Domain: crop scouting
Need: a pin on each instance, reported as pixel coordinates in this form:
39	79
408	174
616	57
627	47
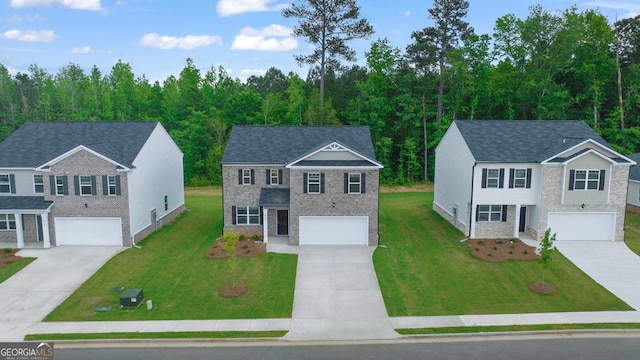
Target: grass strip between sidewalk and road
159	335
517	328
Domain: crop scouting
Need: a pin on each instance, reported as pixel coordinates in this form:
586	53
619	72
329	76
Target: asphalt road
566	348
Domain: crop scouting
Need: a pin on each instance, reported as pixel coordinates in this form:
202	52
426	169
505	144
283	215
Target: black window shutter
65	183
105	185
93	185
572	176
52	184
363	181
12	183
304	183
346	183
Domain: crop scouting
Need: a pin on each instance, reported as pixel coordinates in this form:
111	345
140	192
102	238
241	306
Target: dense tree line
561	65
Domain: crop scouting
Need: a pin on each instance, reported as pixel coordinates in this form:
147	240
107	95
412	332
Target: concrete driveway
337	296
32	293
610	264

_____

■ **What you should do**
Can you convert every line of the rows above into a JSON list of strings, one string per line, with blank lines skipped? Leave the pictures out of your answer.

■ **Exercise answer**
[
  "Domain: crop scouting",
  "Need: a pin on each instance, reported as pixel coordinates in this form:",
  "39\t79",
  "408\t174",
  "616\t57",
  "627\t47",
  "Target: grass strip between sidewalk and road",
  "159\t335",
  "517\t328",
  "Domain: crop scouting",
  "Need: a pin on each instance, reported as pixel coordinates in this form:",
  "586\t53",
  "619\t72",
  "329\t76",
  "Target: asphalt road",
  "566\t348",
  "Domain: crop scouting",
  "Need: a pin on each instance, reported as pixel coordinates in this form:",
  "202\t52",
  "426\t169",
  "505\t144",
  "283\t215",
  "Target: black window shutter",
  "65\t183",
  "105\t185",
  "93\t185",
  "572\t176",
  "52\t184",
  "363\t181",
  "12\t183",
  "304\t183",
  "346\t183",
  "Domain: crop scouting",
  "Need: a pin on each instance, reported as pixel coordinates in this form:",
  "111\t345",
  "140\t192",
  "102\t238",
  "241\t306",
  "Target: dense tree line",
  "561\t65",
  "Domain: crop scouting",
  "Need: a pin on each instance, reported as pixel coordinates in this form:",
  "147\t240",
  "107\t95",
  "412\t332",
  "Target: concrete driveway",
  "337\t296",
  "32\t293",
  "610\t264"
]